**Work request**
Make an exact copy of each entry, leaving out every picture.

Top of Data provided

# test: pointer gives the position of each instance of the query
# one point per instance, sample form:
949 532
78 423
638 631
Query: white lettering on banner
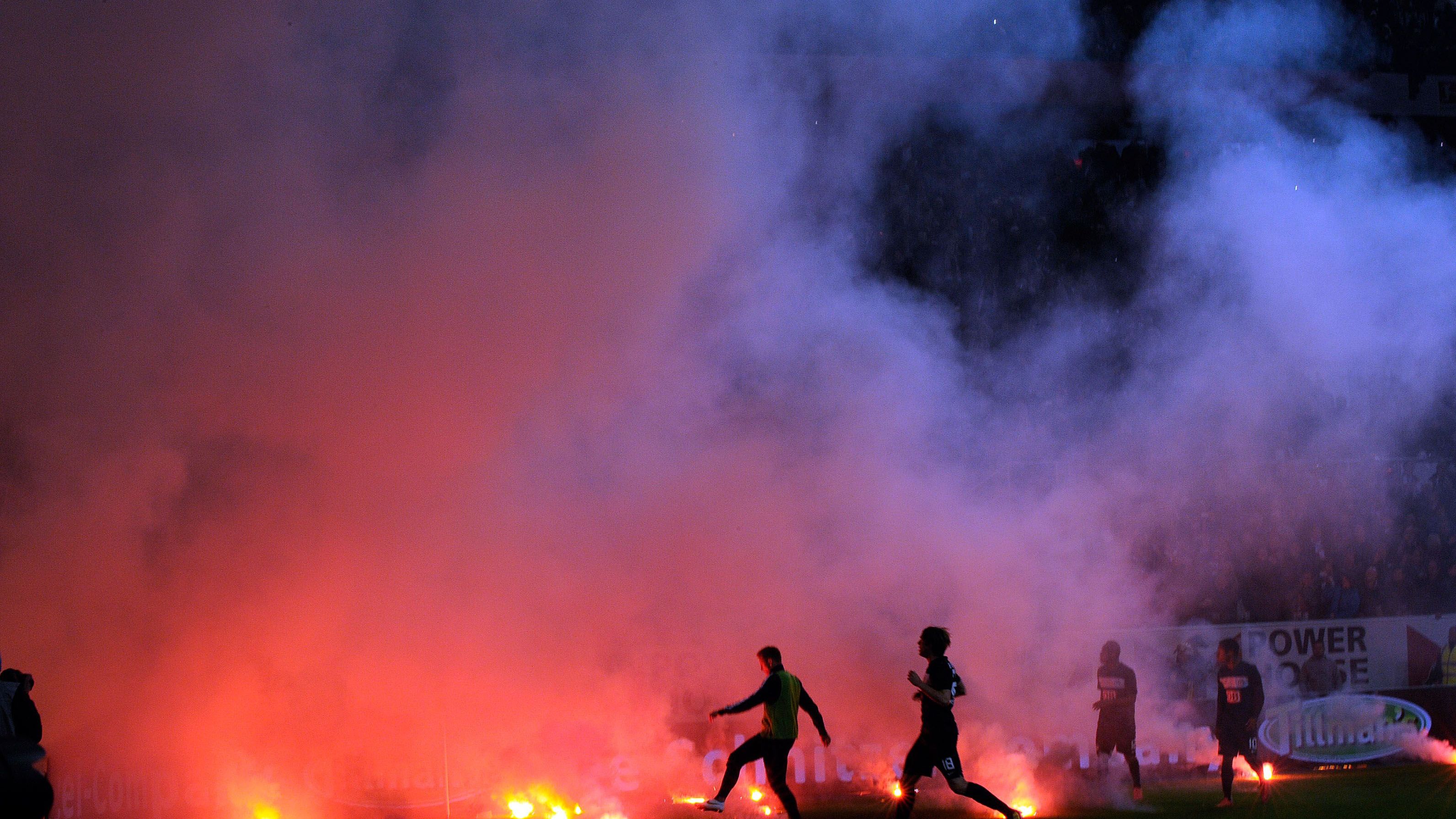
1372 653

Bottom of Data provided

**Problem solution**
# test: pointer gives the position of each instance of the query
# one point per instance, sample form:
949 532
78 423
638 631
Query: white lettering on banner
1372 653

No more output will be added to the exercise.